### Source passage ###
Update: On Friday evening, Alaska State Troopers released more details on a Parks highway crash that killed two people and said traffic returned to normal.
Troopers said a man and woman were declared dead on the scene, and the identities of the victims were not released because next of kin has not been identified as of 8:30 p.m. Friday.
The crash happened between a Nissan passenger car and a Chevy Avalanche around 3:30 p.m. near Milepost 337 in a hilly section between Fairbanks and Nenana.
In a news release, Beth Ipsen, AST spokesperson, said the crash victims were in a Nissan passenger car heading southbound on the Parks Highway that has three lanes – one lane going southbound and two heading northbound.
Troopers said the Nissan fishtailed with the “hind end kicking out to the left,” as it got to the bottom of a hill and then the driver over-corrected “causing the vehicle to fishtail to the right and cross the center line.”
Troopers said he missed hitting a vehicle in the first lane and slid in front of a Chevy Avalanche “basically t-boning the car.”
Troopers identified the driver of the Chevy as 49-year-old Rhonda Coghill, of Nenana, and her passengers as her 28-year-old daughter Ladonna Coghill and granddaughter 5-year-old Arianna Coghill.
The Coghills suffered non-life threatening injuries, and troopers said the younger Coghills were treated as a precaution.
### Dataset extract ###
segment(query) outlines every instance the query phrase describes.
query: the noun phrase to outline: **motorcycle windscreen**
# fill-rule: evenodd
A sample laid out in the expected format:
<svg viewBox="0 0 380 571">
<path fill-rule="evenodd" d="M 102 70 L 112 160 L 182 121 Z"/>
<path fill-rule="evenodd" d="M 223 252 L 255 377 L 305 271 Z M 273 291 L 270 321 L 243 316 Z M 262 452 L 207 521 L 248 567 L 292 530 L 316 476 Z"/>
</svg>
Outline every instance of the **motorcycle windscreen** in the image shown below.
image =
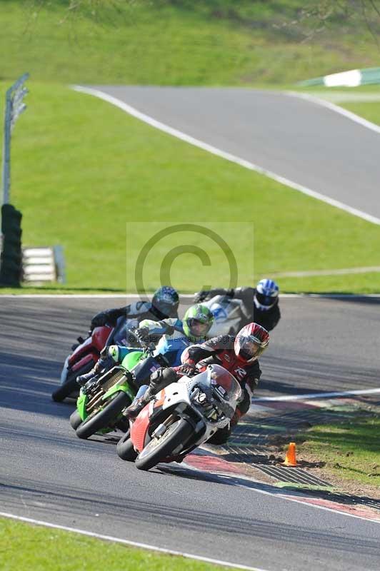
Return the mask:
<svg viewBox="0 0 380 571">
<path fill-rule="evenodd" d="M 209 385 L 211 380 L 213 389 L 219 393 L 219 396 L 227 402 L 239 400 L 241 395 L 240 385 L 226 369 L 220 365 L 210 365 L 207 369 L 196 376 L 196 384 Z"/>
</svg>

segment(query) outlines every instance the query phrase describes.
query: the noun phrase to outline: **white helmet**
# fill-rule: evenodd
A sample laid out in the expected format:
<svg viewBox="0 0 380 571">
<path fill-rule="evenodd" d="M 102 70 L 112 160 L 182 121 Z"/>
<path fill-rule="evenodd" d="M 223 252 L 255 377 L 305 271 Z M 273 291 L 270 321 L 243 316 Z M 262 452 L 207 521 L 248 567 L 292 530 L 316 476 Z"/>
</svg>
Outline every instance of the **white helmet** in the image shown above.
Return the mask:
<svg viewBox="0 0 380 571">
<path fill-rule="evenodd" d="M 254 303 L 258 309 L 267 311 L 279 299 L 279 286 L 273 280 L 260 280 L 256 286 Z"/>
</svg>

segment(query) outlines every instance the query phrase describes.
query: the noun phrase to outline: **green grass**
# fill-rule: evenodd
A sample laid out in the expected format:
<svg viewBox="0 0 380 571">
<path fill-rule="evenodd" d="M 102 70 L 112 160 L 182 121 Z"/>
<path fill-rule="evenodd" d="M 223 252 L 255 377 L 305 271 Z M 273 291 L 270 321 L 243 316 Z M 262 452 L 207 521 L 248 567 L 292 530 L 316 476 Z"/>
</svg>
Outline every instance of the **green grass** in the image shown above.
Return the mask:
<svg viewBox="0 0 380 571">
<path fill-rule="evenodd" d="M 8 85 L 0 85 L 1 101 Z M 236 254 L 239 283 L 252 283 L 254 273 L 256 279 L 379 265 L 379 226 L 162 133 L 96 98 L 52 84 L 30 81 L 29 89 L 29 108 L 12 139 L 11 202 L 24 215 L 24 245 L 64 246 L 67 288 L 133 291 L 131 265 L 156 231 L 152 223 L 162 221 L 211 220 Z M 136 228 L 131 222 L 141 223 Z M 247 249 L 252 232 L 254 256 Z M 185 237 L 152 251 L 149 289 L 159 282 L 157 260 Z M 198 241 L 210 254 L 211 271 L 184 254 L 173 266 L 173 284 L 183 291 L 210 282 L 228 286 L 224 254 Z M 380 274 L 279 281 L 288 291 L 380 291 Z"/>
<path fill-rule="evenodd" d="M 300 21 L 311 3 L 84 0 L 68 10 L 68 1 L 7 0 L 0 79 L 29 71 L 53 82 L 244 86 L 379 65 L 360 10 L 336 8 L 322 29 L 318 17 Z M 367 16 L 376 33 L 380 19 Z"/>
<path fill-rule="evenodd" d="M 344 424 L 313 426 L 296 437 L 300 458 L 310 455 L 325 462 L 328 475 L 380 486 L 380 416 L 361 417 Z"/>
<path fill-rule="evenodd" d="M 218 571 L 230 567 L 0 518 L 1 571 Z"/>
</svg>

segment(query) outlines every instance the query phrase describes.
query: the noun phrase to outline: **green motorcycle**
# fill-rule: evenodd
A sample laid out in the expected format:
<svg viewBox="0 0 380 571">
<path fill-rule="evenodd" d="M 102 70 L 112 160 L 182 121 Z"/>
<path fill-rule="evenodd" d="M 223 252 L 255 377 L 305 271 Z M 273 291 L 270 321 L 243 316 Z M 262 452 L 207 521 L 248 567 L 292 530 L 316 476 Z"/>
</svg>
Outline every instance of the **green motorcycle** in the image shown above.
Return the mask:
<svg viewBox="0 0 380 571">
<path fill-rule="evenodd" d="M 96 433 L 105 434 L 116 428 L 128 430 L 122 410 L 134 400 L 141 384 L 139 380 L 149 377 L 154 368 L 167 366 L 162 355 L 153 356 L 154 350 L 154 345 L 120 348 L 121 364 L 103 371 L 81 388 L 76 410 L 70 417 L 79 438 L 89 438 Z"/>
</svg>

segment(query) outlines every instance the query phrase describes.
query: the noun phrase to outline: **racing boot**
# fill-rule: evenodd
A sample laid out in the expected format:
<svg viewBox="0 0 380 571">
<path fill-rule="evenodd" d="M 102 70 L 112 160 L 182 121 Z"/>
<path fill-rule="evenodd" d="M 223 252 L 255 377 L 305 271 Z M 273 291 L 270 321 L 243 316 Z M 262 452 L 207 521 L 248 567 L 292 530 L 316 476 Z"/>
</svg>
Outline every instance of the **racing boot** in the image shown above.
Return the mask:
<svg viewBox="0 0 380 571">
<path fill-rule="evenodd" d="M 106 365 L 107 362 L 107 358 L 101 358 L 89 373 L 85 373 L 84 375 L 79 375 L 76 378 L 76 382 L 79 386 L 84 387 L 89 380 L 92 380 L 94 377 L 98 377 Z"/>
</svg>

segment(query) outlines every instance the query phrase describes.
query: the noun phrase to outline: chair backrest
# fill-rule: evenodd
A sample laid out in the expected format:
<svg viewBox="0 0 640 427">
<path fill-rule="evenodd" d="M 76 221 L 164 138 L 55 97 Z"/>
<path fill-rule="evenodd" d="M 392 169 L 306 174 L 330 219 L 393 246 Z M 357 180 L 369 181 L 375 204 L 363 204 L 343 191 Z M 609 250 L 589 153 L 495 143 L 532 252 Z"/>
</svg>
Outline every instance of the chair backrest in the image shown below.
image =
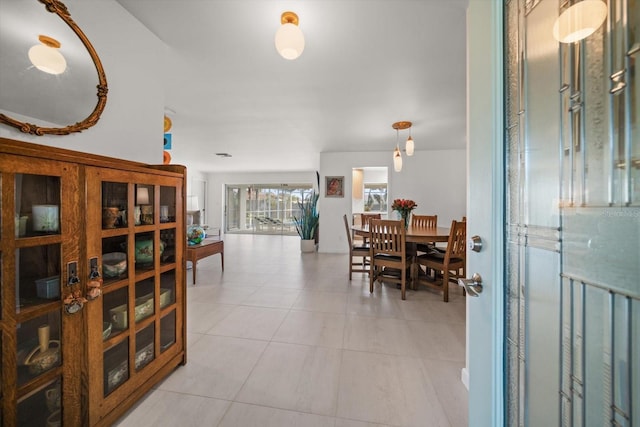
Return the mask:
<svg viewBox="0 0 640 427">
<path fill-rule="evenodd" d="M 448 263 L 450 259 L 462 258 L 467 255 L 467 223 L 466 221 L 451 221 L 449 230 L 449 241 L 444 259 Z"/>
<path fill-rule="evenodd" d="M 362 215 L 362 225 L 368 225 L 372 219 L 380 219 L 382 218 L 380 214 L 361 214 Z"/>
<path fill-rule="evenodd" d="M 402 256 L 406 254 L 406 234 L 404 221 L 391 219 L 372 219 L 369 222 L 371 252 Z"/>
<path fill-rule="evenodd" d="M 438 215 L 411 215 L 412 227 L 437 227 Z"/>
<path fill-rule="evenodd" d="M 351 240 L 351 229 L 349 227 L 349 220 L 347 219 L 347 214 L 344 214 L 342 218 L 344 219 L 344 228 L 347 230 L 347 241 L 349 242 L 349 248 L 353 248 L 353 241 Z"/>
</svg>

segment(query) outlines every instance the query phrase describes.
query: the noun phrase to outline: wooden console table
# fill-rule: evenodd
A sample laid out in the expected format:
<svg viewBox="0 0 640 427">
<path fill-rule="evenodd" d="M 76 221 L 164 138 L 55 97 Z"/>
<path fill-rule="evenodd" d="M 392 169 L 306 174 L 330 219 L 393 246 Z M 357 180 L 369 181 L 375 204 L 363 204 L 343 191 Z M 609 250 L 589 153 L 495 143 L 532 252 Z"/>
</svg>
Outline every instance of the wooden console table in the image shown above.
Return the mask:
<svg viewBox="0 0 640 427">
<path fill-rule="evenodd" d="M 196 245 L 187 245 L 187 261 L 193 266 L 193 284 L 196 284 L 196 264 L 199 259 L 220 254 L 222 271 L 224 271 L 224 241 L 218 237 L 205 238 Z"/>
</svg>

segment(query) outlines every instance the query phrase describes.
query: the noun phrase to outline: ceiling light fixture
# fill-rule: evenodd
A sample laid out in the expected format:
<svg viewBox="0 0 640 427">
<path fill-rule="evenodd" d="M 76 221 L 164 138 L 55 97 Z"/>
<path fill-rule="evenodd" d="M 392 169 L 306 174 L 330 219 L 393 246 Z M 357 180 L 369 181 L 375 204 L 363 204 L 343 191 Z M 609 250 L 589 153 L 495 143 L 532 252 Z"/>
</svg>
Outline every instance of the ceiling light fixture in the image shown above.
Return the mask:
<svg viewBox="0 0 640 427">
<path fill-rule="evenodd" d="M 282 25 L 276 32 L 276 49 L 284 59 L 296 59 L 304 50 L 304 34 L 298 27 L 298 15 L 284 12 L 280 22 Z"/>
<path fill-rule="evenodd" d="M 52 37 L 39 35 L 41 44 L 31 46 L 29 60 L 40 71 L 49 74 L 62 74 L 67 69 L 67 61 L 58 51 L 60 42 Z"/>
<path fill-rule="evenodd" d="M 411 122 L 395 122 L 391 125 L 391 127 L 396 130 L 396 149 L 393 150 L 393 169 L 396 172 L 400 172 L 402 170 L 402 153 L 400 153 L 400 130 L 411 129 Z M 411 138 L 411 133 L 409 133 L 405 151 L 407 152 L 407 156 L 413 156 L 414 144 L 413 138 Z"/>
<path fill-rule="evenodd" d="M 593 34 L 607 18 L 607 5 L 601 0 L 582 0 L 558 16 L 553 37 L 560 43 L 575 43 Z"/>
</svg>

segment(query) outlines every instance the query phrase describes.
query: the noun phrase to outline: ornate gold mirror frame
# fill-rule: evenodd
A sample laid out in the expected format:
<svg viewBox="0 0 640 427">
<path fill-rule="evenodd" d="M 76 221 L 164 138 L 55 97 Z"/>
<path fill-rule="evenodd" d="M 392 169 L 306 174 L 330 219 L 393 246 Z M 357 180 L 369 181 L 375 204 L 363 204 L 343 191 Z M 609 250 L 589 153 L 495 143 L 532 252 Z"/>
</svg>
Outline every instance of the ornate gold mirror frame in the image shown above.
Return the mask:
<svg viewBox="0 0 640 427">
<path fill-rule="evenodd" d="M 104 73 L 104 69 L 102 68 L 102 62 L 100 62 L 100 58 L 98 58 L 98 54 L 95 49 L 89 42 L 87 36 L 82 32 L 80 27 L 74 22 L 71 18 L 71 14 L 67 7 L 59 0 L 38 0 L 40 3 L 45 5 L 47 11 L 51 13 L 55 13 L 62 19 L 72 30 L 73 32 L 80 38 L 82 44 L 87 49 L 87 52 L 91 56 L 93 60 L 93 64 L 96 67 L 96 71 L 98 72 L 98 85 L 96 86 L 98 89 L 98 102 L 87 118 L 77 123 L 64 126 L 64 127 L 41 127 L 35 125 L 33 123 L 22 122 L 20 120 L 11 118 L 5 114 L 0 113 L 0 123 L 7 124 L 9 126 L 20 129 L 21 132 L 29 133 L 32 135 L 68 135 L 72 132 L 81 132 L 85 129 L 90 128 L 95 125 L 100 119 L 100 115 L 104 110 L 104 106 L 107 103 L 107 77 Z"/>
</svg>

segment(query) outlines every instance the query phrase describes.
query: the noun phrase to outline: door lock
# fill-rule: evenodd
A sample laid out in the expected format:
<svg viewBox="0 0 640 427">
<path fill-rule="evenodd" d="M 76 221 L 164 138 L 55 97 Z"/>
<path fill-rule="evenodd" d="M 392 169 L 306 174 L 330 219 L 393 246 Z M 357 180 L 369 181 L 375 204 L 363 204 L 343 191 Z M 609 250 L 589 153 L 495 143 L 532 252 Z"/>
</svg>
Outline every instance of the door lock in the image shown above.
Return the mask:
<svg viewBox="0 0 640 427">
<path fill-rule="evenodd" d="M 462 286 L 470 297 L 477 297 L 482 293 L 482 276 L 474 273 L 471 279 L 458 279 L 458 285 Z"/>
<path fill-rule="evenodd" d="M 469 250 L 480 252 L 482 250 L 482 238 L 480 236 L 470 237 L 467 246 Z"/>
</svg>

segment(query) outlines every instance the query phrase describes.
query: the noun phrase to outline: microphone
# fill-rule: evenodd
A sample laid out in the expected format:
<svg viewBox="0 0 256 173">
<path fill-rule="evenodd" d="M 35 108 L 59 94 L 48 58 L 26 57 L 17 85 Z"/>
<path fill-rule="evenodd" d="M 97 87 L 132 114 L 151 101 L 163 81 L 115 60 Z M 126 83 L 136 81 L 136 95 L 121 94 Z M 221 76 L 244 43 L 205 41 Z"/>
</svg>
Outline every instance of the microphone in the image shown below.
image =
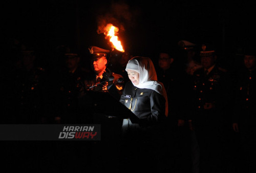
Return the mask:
###
Tasks to complete:
1. Output the part of the crash report starting at "Troopers said a" and ending at "Fairbanks and Nenana.", copied word for word.
2. Go on with the Parks Highway crash report from where it stops.
These rows have no connection to the Parks Highway crash report.

Answers for the tasks:
1.
Troopers said a man and woman were declared dead on the scene, and the identities of the victims were not released because next of kin has not been identified as of 8:30 p.m. Friday.
The crash happened between a Nissan passenger car and a Chevy Avalanche around 3:30 p.m. near Milepost 337 in a hilly section between Fairbanks and Nenana.

2.
Troopers said that winter driving conditions were a factor and that traffic returned to normal around 7:30 p.m.
Original: Alaska State Troopers have reopened one lane of the Parks Highway near Fairbanks after a two-vehicle crash killed two people and left another injured.
Beth Ipsen says traffic at Milepost 337 of the Parks, between Fairbanks and Nenana, remains slow despite the available lane.
"We want to keep traffic moving because we don't want cars stalling, because it's 20 below at the scene," Ipsen said.
Full details are not yet available, but Ipsen says the crash involved a 2009 Chevrolet truck and a 2008 Nissan passenger car.
According to AST spokesperson Megan Peters, emergency medical services confirmed the deaths at Milepost 337 of the Parks, about 23 miles south of Fairbanks between the city and Nenana.
Troopers were informed of the wreck at 3:27 p.m., and five troopers as well as a Fairbanks Police Department traffic officer are conducting a full investigation of the crash.